§ **Dataset records**:
(begin)

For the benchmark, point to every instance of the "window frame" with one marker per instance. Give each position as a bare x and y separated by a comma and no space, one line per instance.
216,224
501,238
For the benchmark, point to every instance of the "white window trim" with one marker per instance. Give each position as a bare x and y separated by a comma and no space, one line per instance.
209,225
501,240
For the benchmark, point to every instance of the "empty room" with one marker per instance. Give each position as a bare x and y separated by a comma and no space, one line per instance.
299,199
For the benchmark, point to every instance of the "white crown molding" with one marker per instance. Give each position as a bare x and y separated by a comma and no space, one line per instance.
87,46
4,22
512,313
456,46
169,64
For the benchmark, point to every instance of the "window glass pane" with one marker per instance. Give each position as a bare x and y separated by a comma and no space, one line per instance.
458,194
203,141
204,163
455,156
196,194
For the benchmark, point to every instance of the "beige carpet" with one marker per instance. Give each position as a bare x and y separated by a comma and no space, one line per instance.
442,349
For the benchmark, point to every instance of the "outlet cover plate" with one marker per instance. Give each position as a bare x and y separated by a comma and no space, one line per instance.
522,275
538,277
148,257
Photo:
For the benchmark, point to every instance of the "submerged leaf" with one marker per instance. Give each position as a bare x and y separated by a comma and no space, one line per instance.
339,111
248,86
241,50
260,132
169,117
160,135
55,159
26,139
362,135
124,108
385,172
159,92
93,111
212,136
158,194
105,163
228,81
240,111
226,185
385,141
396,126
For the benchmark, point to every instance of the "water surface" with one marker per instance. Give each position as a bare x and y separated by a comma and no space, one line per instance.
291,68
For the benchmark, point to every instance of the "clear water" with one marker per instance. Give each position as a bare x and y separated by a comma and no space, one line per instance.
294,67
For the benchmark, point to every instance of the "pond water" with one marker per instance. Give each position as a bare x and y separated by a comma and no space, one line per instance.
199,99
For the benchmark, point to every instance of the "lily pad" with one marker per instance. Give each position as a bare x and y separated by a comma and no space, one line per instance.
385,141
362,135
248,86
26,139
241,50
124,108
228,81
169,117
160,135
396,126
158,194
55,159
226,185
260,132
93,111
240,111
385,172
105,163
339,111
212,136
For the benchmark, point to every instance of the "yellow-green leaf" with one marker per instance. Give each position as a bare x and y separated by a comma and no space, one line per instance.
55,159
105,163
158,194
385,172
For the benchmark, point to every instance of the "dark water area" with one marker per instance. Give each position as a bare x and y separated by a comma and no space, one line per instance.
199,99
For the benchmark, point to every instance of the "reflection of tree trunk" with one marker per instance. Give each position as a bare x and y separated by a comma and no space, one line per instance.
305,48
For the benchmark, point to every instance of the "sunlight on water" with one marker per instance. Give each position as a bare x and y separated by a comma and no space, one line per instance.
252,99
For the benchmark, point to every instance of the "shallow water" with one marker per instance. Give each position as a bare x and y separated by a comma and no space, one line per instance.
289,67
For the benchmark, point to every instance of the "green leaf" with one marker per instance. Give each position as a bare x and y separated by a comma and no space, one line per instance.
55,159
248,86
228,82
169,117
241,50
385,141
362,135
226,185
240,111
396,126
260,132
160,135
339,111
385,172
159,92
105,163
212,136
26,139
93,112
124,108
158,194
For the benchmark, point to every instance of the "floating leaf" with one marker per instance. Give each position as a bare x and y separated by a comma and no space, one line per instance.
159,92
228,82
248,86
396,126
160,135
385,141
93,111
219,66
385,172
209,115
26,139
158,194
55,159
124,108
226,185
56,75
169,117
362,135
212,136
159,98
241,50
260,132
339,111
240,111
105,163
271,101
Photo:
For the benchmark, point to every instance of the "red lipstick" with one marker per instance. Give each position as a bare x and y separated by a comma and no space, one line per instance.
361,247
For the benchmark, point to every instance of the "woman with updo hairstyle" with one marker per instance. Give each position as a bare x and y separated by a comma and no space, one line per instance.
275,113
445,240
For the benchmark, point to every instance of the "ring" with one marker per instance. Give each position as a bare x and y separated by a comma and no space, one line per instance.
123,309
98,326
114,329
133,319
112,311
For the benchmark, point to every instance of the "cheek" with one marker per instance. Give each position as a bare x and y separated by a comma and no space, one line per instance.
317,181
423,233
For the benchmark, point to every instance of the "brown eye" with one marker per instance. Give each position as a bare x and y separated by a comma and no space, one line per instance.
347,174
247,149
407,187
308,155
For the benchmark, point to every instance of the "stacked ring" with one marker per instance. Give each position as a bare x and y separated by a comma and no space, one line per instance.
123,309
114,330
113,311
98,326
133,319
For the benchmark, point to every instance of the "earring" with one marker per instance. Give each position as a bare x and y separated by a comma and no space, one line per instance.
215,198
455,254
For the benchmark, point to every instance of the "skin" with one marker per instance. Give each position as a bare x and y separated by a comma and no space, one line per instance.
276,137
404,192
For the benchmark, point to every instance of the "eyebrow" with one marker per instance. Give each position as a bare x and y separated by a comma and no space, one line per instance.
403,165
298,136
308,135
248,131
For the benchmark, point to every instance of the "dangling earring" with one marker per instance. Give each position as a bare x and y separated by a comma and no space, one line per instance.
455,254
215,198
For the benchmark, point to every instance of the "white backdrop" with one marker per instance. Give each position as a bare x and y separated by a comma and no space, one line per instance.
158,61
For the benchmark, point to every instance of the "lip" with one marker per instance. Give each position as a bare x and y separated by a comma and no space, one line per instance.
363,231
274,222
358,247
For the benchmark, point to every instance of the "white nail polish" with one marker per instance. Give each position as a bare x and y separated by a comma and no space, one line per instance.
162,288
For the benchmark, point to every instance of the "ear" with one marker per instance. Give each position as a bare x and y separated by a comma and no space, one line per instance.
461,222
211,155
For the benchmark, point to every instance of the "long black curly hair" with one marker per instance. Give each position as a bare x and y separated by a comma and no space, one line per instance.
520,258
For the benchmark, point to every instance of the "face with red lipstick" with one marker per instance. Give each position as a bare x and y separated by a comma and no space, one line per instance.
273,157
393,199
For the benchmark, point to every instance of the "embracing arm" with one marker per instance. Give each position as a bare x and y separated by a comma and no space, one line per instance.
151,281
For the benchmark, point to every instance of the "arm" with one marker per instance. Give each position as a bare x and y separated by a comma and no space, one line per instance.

(end)

Produce an exact copy of all the records.

§ **Task result**:
For the benchmark, point to every instance of the "window frame" with one marker per instance. Give each position as a bare x and y separated by a comma and no space, one line per instance.
216,224
501,238
For the benchmark, point to every instance of the "white window trim" with one marker per instance. Give each position as a bare x and y separated by a comma and no space, one line per instance.
209,225
501,240
For the benchmark, point to every instance of the "empty room" with one marker per instance. Give each position as a bare x and y separated by a comma and no space, one line per instance.
299,199
For the benchmark, point to every instance of the "white crown molding" with one marker per instance. Give each position as a bare x and y separated by a comma and no space, one line per instance.
87,46
4,22
512,313
456,46
169,64
For the benchmark, point to every instance of the "window glass pane" with one marker per instance. Give each position as a bare x and y separated by a comma and no space, one line per instance.
458,194
203,141
204,163
455,156
196,194
For the benchmark, point to every instance of the "beige carpet" with one marker per instance. Give each position as a bare x and y separated by a comma and no space, one line per instance.
442,349
For the benchmark, point to every instance of the "outlet cover plate" with one marker per instance. Give each position as a bare x and y separated by a comma and no space, one line per instance.
522,275
538,277
148,257
Photo:
For the benchmark, point to every instance of the "submerged leaf" with one marker per instance. Give each position as a bare x and y separated by a comma and no space, one line per instance.
339,111
248,86
241,50
260,132
169,117
160,135
55,159
26,139
362,135
124,108
385,172
159,92
93,111
212,136
158,194
105,163
228,81
240,111
226,185
385,141
396,126
For the benchmark, point to every instance of the "water surface" with one marker per instance. Give each position as a bare x and y separated by a comma and no space, one line per instance.
291,68
For the benchmark, point to every instance of the "clear water" with one marker per instance. Give each position as a bare x and y separated by a comma and no space, one line per instance.
294,67
For the benchmark, point to every instance of the "pond water" with one marker per instance. Give each position as a bare x and y separated by a comma and no space, one line per instance.
199,99
For the benchmark, point to every instance of the "lily pad" with one marker per instance. Give each position as a bare x and y separated by a comma and no space, one line per instance.
385,141
362,135
248,86
26,139
241,50
124,108
228,81
169,117
160,135
396,126
158,194
55,159
226,185
260,132
93,111
240,111
385,172
105,163
339,111
212,136
For the benchmark, point to every instance of the "yellow-green leaf" with one marker per instance. Give each position as a bare x and y separated by a comma and no space, one line per instance.
55,159
105,163
158,194
385,172
For the benchmark, point to every instance of the "dark water area" with one marker per instance. Give each position as a bare x and y separated by a comma and no space, one line per instance.
199,99
For the benchmark, point to every instance of the "reflection of tree trunk" with one marker per instance. Give each position as a bare x and y separated by a comma and no space, one line per instance.
305,48
For the benchmark, point to every instance of the "sunlight on water" with one marker per instance. Give each position as a bare x and y separated by a comma and no space, one line per instance.
252,99
For the benchmark, point to every instance of the "shallow water" with one marker per instance. Give each position as a bare x and y separated by a comma and no space, one line per instance.
289,67
For the benchmark, point to every instance of the "green leaf" with one marker per instance. Give each position as a bare x and y separated by a comma and no space, one line per instance.
55,159
248,86
228,82
169,117
241,50
385,141
362,135
226,185
240,111
396,126
260,132
160,135
339,111
385,172
159,92
105,163
212,136
26,139
93,112
124,108
158,194
For the benchmark, point to every instance of the "floating leaf" with one marker per instance. Give each position as a bare x and y separated by a comma and no space, one line per instance.
159,92
228,82
248,86
396,126
160,135
385,141
93,111
219,66
385,172
209,115
26,139
158,194
55,159
124,108
226,185
56,75
169,117
362,135
212,136
159,98
241,50
260,132
339,111
240,111
105,163
271,101
Photo:
For the benchmark, point to every instance of the "red lipstick" with one marker per instance. Give each position as a bare x and y separated by a comma and no space, one line per instance.
361,247
For the benchmark, point to every instance of the "woman with updo hairstyle" with one marker per instance. Give each position as a bare x and y separated by a comma and no space, one line per instance.
275,113
445,240
For the benchmark, point to every instance of the "ring" with one marker per instance. Give each position as a bare x and y separated by a comma and no space, one line per instance.
123,309
98,326
114,329
133,319
112,311
For the benchmark, point to every instance of the "cheek" with one marker per instance. Give each position as a bare x and y separated by a comma and no space, one line per instance.
317,181
423,233
For the benchmark, point to every instance of the "brown eye" with one marker per instance. Give each position as a bare x and y separated by a comma and no space, one line per instance.
347,174
247,149
407,187
308,155
For the benchmark, point to every instance of the "stacked ring" with one marker per instance. Give each position as a bare x and y separated by a comma and no space, one line per instance.
123,309
114,330
113,311
98,326
133,319
For the benchmark, point to every instance of the "earring" with one marker per instance. Give each position as a bare x and y separated by a comma and no space, one line per instance.
215,198
455,254
For the benchmark, point to every instance of the "skin" with one marker per instance. Give each position as a bare x and y separated by a comma and no space, one line per instance.
276,137
404,192
For the benchmark, point to every instance of the "eyebrow" with one marker per instance. Give each position as a bare x and y separated by a comma and no space, one line per instance.
403,165
298,136
308,135
248,131
For the benchmark, point to every instance of the "dangling earring" with one marker per instance. Give each position as a bare x and y separated by a comma and no space, one line per instance.
455,254
215,198
For the benchmark, point to every instance of the "white backdrop" with one marker per instance. Give each position as a bare x and y separated by a comma and no space, one line per instance.
158,61
For the benchmark, point to every instance of the "lip" with one marker per instance. Give each position as a bare x and y separated by a comma and no space, one line per instance.
363,231
274,222
358,247
For the benchmark, point to every instance of the "white nail polish" with one marker per instance. Give each position as a bare x and y separated by a comma and no space, one line per instance.
162,288
For the benchmark, point to every instance of the "ear" with one marker per instance. Give each position as a bare x and y separated by a comma and no space, one line per instance.
461,222
211,155
For the benchmark, point to every instance of the "long black curly hair" with one marker per instance. Give each position as a bare x and y separated by a comma and no space, one line per instance.
520,258
For the benchmark, point to every instance of the "face with red lipstick" with one marker per instance. Give each position as a bare x and y separated by a comma and no space, one line per instance.
273,157
393,199
For the benchmark, point to every instance of the "embracing arm" with one marker per instance. Give each position as a bare x and y separated by a comma and no space, one line per instance.
151,281
For the benchmark, point to every instance of the "arm" with one marker per instance. Give each position as a bare x and y separated by a comma and no space, one line per instance.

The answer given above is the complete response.